Stated goal: From the material below, copy out character for character the stretch that begins with the line containing "For this challenge, identify the plaid" and ends with the line containing "point(192, 60)". Include both of those lines and nothing else.

=== Input data ===

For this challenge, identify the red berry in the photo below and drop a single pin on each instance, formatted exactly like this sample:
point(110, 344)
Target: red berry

===
=== Input data ===

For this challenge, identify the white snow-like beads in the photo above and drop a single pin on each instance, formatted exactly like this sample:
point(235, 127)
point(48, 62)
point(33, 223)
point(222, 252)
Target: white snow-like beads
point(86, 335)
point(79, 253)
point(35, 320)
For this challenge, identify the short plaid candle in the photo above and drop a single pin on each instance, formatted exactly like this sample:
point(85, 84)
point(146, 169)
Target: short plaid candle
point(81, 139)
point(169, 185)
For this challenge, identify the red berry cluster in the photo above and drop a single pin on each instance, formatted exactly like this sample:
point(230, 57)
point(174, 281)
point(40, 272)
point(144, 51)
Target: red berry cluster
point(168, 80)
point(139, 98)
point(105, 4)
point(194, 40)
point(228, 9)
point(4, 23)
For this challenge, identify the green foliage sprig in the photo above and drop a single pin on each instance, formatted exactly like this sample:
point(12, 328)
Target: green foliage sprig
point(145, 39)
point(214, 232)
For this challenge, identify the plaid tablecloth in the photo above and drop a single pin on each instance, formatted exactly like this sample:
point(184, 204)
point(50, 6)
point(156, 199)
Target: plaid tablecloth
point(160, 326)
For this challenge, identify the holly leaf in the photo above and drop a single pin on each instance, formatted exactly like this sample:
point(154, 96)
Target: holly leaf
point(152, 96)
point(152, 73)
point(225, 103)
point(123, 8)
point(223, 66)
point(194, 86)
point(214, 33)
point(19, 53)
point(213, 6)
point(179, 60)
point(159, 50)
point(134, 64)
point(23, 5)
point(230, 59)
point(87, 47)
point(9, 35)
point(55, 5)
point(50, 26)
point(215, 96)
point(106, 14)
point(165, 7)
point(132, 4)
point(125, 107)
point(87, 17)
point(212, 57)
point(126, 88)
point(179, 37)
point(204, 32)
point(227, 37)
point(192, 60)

===

Output of the exercise:
For this challenge, identify the plaid tablecloth in the photo above and drop a single pin on each instance, formatted exactly like this sample:
point(184, 204)
point(50, 6)
point(156, 199)
Target: plaid tablecloth
point(160, 326)
For this challenge, identify the holly leaf in the photo above and drop a single pin on each instance, formatted exactly like this sample:
point(154, 96)
Target: holly leaf
point(152, 96)
point(152, 73)
point(225, 103)
point(123, 8)
point(223, 66)
point(194, 86)
point(214, 33)
point(19, 53)
point(213, 6)
point(179, 60)
point(159, 50)
point(134, 64)
point(23, 5)
point(230, 59)
point(87, 47)
point(9, 35)
point(55, 5)
point(50, 26)
point(215, 96)
point(106, 14)
point(165, 7)
point(132, 4)
point(125, 107)
point(87, 17)
point(212, 57)
point(126, 88)
point(179, 37)
point(204, 32)
point(227, 37)
point(192, 60)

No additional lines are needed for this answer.